____ Data to use
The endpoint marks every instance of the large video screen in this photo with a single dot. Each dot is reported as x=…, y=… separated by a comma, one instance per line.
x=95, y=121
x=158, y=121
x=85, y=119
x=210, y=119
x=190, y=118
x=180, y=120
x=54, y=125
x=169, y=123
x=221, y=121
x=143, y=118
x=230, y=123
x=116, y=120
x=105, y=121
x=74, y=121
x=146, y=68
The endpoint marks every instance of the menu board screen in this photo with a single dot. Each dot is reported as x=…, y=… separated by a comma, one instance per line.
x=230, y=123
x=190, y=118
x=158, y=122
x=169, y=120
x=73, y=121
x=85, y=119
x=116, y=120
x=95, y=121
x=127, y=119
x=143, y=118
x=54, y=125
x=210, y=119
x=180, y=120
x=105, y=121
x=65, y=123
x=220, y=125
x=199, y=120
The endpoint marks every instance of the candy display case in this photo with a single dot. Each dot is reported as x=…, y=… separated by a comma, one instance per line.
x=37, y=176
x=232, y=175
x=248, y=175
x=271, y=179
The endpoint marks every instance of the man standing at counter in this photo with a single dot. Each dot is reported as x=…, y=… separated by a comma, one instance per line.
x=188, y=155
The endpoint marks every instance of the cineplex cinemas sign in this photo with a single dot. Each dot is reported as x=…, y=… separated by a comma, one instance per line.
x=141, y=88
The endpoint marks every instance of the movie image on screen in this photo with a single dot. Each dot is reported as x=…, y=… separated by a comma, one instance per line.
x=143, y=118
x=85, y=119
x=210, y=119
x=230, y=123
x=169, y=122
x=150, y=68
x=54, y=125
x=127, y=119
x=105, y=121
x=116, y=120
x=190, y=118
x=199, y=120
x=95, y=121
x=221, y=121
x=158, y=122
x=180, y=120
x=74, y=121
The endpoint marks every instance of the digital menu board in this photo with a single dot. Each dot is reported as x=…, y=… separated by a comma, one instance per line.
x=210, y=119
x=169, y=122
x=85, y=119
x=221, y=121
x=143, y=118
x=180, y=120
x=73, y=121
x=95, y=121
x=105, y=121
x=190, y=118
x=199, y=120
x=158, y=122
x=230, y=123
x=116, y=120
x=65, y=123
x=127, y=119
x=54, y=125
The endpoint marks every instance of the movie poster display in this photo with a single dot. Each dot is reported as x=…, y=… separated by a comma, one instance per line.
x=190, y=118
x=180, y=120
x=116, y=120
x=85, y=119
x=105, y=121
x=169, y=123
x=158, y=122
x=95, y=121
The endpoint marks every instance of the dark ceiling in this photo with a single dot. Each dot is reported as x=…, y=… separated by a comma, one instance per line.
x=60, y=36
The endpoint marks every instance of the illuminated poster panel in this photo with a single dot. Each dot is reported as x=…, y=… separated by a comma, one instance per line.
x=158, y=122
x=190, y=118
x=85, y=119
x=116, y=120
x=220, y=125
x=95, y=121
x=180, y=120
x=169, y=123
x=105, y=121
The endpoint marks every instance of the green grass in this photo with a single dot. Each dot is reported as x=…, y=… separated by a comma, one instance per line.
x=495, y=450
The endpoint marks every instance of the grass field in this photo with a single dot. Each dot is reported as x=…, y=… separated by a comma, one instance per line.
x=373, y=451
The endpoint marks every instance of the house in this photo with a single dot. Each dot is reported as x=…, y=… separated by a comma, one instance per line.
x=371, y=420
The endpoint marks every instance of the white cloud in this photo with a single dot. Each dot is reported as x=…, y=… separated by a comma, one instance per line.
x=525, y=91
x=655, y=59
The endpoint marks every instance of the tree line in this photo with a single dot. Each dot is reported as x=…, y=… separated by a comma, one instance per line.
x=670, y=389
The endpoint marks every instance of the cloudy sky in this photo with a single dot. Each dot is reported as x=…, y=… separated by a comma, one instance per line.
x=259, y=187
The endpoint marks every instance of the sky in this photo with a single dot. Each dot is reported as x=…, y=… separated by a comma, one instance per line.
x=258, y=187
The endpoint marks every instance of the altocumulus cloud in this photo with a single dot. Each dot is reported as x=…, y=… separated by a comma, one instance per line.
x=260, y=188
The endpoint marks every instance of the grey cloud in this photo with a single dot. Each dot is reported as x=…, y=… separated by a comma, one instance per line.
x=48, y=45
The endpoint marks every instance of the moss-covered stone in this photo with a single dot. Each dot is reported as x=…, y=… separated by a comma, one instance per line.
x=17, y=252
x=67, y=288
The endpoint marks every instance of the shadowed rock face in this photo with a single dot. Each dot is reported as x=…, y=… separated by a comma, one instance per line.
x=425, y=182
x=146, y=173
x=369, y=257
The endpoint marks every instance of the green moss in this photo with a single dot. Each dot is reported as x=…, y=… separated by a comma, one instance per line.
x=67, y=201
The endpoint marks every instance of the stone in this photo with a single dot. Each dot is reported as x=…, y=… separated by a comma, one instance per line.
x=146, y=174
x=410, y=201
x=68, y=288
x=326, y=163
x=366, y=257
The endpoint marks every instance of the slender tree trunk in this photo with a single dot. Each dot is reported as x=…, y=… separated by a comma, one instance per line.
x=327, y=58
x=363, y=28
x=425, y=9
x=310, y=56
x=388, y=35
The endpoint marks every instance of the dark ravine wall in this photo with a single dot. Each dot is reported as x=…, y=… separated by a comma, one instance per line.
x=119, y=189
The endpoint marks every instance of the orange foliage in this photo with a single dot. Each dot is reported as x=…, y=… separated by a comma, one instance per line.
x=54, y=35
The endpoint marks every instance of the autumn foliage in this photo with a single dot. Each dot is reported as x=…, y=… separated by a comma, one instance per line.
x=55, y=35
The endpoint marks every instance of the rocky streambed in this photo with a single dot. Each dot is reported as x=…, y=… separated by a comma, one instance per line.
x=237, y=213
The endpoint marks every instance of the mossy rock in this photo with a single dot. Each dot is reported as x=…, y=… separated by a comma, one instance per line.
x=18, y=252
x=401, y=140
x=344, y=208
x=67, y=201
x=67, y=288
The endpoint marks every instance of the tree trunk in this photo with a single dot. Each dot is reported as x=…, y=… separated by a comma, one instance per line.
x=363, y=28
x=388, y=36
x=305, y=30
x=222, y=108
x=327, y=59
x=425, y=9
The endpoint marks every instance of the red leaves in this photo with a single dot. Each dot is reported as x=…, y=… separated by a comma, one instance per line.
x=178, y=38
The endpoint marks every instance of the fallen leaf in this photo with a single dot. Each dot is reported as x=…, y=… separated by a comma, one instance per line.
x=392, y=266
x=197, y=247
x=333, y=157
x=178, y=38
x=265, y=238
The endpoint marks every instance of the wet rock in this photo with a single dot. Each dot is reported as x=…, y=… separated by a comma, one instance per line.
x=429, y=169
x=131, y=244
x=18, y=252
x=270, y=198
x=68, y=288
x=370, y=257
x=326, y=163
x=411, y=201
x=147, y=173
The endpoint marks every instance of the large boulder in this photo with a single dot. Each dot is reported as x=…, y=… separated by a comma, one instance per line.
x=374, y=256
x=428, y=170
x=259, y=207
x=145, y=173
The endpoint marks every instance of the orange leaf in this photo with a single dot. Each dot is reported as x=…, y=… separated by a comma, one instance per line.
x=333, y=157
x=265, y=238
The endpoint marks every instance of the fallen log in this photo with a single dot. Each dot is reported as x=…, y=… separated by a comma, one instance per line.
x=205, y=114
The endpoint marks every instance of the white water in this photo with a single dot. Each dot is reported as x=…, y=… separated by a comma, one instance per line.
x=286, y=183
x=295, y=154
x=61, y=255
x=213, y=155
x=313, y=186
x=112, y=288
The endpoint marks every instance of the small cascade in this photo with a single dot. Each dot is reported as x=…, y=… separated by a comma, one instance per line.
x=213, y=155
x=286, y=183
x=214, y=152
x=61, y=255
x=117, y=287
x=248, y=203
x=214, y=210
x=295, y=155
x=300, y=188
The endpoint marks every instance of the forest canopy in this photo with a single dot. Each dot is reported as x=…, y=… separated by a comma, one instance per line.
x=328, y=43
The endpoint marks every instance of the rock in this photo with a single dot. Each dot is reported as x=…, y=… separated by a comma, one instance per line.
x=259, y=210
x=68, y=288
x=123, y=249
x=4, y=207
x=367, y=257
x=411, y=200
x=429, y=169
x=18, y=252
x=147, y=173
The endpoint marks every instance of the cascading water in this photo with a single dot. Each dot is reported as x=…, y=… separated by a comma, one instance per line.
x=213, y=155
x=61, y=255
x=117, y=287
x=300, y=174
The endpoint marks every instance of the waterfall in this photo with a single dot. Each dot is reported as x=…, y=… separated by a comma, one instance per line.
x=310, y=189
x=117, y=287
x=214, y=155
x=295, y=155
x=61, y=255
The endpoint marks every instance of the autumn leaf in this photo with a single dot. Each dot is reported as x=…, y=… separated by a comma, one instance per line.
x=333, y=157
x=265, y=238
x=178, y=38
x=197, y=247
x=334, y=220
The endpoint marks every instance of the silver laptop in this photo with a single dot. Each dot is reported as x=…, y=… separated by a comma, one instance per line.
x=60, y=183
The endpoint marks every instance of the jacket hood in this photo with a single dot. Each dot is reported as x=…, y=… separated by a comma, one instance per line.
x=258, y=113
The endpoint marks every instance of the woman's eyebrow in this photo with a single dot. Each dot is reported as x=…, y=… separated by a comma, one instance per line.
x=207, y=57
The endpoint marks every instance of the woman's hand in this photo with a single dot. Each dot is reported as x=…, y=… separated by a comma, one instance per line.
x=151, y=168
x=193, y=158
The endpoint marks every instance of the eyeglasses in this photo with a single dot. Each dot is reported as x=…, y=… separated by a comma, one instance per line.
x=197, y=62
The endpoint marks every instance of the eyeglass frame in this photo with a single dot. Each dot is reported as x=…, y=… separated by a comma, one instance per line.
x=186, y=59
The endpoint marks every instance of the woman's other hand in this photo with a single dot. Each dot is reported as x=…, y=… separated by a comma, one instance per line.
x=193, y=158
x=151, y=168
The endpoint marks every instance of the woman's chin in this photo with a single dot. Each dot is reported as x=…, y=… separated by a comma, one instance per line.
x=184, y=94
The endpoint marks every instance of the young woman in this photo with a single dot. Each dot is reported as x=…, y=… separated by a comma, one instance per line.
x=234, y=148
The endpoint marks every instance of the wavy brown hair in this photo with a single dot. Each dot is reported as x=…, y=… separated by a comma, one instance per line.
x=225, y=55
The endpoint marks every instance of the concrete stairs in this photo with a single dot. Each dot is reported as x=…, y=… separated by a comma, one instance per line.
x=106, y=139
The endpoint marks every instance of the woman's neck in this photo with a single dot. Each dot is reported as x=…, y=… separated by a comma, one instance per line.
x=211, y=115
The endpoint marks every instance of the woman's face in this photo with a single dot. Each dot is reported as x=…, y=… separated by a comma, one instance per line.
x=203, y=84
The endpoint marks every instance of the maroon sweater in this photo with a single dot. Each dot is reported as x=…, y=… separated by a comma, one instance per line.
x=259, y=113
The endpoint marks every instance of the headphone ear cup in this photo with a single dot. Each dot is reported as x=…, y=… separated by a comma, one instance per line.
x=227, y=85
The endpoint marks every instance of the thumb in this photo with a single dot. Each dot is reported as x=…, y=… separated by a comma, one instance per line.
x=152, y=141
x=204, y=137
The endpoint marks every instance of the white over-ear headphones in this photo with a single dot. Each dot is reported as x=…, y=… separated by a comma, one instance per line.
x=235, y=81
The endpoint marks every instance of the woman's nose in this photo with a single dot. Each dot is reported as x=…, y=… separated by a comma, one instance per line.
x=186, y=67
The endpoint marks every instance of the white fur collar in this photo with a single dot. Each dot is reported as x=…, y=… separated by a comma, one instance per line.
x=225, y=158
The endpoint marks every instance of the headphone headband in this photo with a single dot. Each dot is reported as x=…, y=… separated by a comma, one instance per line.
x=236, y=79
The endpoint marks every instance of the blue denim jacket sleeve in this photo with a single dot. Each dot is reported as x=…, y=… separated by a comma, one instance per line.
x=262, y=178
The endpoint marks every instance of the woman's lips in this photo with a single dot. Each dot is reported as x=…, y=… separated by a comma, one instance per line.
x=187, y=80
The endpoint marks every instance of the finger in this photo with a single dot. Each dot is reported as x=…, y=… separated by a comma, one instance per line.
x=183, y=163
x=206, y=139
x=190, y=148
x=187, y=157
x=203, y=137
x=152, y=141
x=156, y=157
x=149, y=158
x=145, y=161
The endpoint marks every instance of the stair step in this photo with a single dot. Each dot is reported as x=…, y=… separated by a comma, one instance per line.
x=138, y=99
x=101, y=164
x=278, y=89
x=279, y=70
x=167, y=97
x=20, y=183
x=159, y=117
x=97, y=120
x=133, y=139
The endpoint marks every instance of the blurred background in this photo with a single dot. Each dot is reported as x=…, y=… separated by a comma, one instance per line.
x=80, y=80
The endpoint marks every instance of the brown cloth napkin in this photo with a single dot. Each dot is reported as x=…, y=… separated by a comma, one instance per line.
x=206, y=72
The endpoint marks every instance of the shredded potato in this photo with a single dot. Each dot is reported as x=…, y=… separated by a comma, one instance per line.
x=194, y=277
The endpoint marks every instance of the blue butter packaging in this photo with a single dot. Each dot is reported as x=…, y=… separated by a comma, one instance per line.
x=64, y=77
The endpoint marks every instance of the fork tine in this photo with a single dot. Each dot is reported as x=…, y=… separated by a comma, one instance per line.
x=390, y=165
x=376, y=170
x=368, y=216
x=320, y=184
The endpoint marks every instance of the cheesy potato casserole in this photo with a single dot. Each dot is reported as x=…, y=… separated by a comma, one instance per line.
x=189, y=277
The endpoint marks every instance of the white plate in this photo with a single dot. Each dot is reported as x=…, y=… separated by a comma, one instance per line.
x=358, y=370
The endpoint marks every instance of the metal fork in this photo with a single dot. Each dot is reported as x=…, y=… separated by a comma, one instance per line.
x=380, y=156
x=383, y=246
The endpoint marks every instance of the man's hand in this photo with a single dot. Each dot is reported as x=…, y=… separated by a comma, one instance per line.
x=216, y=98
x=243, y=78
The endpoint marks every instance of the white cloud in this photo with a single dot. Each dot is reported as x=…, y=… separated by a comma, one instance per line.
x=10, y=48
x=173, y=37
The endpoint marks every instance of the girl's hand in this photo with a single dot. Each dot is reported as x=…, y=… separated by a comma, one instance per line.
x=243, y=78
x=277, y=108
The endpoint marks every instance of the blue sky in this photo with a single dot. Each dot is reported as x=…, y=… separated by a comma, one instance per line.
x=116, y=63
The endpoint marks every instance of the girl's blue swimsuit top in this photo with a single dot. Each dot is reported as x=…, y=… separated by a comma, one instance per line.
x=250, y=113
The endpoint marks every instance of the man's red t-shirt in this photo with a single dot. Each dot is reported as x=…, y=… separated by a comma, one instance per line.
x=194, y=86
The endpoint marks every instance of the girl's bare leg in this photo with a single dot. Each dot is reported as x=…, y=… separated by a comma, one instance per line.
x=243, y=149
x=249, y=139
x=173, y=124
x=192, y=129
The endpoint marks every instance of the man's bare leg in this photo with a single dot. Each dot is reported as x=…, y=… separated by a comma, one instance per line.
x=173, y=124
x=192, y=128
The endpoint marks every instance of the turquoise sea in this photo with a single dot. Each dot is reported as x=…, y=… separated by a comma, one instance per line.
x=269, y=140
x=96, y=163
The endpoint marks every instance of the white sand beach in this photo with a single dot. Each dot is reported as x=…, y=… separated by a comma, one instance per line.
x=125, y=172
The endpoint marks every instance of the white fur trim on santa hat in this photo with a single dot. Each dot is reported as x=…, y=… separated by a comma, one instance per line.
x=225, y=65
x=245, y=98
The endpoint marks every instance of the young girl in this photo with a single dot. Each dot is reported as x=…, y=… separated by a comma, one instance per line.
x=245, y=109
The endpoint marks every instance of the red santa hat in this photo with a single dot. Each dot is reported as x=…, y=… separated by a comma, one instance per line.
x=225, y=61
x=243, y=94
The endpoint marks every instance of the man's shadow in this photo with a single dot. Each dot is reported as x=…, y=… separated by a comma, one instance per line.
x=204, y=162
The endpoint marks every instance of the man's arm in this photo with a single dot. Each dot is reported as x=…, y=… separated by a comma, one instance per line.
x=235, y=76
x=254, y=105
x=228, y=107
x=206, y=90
________
Exercise instructions
Turn the part of the records that opens with the line containing "The endpoint marks every instance of the cascading" and closes with the one containing "x=300, y=174" into a Markdown table with columns Row and Line text, one row per line, leaving out blank lines.

Answer to this problem
| Row | Line text |
|---|---|
| 1 | The endpoint marks every instance of the cascading water in this photo with a single dot. Each dot is reported as x=…, y=… separated by a comma, one instance per line. |
| 2 | x=213, y=155 |
| 3 | x=61, y=255 |
| 4 | x=117, y=287 |
| 5 | x=300, y=174 |